### Text shown
<<<<

February, 2018 – LIFE EXPECTANCY
My friend and Lorian colleague, Rue Hass, an exceptional counselor and teacher, sent me an interesting email the other day in response to some writing that I’m doing. Here is what she said:
I’ve been hearing on the news that for the first time in a long time the life expectancy rate is going down in the US, especially for men, as the opioid crisis continues to ravage the nation.
When I hear this news, I am captured by the phrase “life expectancy.” Of course, in common usage it means how long people can expect to live, on average. But the poignant deeper sense cries out to me of our diminishing expectations of what a life can hold. I think we as humans are losing our vision of possibility for our lives, for life itself. A diminishing life expectancy.
I was struck by this because I’ve been having similar thoughts about how we think of ourselves in relationship to the future. In the early Seventies, one of the first professional futurists, Frederick Polak, wrote an important book called The Image of the Future. It was a historical study of various images of the future and of the cultures that held them. He demonstrated that when a society or a culture lost its image of the future, it went into decline and eventually collapsed. He warned that this was the situation in which our culture was finding itself. We were losing—or had lost—our image of the future.
What Polak meant by an “image of the future” was not simply expectations about what tomorrow might bring or anticipation of new technologies. He was careful to draw a distinction between a “true” image of the future and an image of progress. The latter, more often than not, was really an image of the past projected into the future; life would go on as we know it, but it would get better and better. An example would be the television show Star Trek. It certainly presented a picture of a future civilization—and an optimistic picture, at that—but everything in that show was simply a projection of what we already knew. Yes, the technology was advanced, but the people weren’t. The world of Star Trek was a familiar world (necessary, of course, if television audiences in the Sixties were going to relate to it).
Polak defined an “image of the future” not as a prophecy or expectation of any form the future might take but rather as an exuberant embrace of the future itself as a horizon of possibility calling out the creative, exploratory, confident spirit of the society. The form of the future didn’t have to be familiar; it didn’t have to be simply a continuation of what was already known or being done. The power of the image of the future was that it opened doors of potential; it confronted the society with the unknown but in a welcome and anticipatory way. The future would be better not necessarily because it would be filled with improvements over the present but because it was the product of the society’s creativity and spirit of discovery. Who knew what wonders might unfold? Who knew what people might create? How exciting to look forward to finding out!

>>>>

### Recorded information
<<<<

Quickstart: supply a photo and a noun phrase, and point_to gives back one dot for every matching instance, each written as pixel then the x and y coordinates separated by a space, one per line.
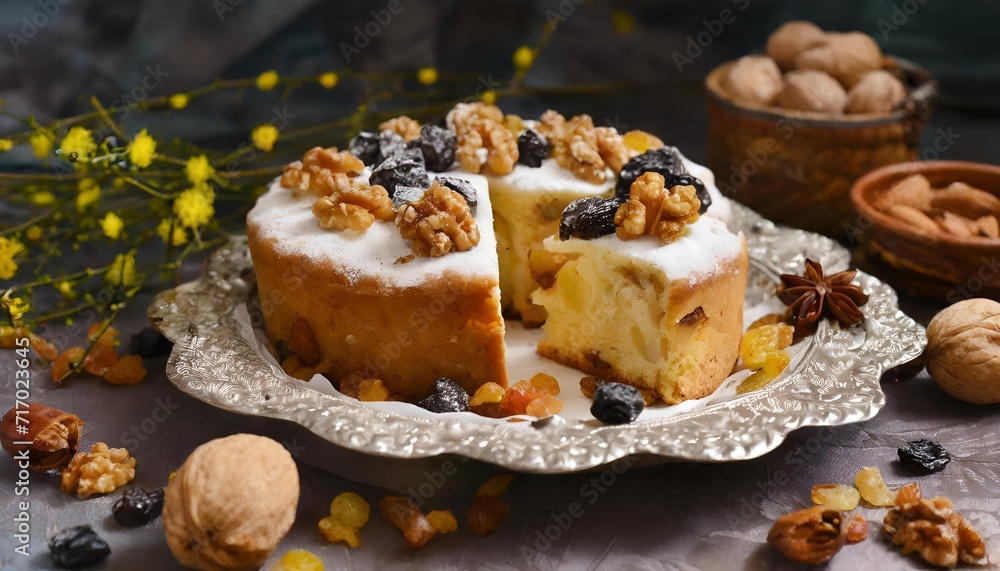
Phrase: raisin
pixel 76 547
pixel 437 146
pixel 365 146
pixel 149 343
pixel 447 397
pixel 589 218
pixel 924 454
pixel 406 168
pixel 391 143
pixel 667 161
pixel 460 186
pixel 532 149
pixel 616 403
pixel 138 507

>>>>

### Request
Continue the essay above on life expectancy and Polak's image of the future. Pick up right after its last line, "How exciting to look forward to finding out!"

### The response
Polak was confirming through his historical study what common sense would tell us: a society grows when people are filled with a spirit of possibility and potential, when they have, as my friend Rue pointed out, “life expectancy.”
We are plagued in our time by a sense of diminishing possibilities. Climate change, political dysfunction, economic disparities, dwindling resources, the sense that our children and grandchildren will not inherit a better world than the one we were born into: all these things drain away our image of the future, in Polak’s terms. They reduce our expectations of what life can bring and of what can be accomplished.
The key behind what Polak observed through his studies is that possibility does not lie in the realm of events alone but in ourselves. A powerful image of the future that inspires and excites is not about what we can expect in the world but about what we can expect of ourselves. Hope is not wishful thinking of what we would like to happen; it’s about opening the doors of imagination and creativity to bring new ideas and new behaviors into being. It’s recognizing that we can embrace the future because we can embody and bring forth possibilities.
Whatever our physical life expectancy, we can expand our expectancy of life and of ourselves and in the process transform our world with a new image of the future.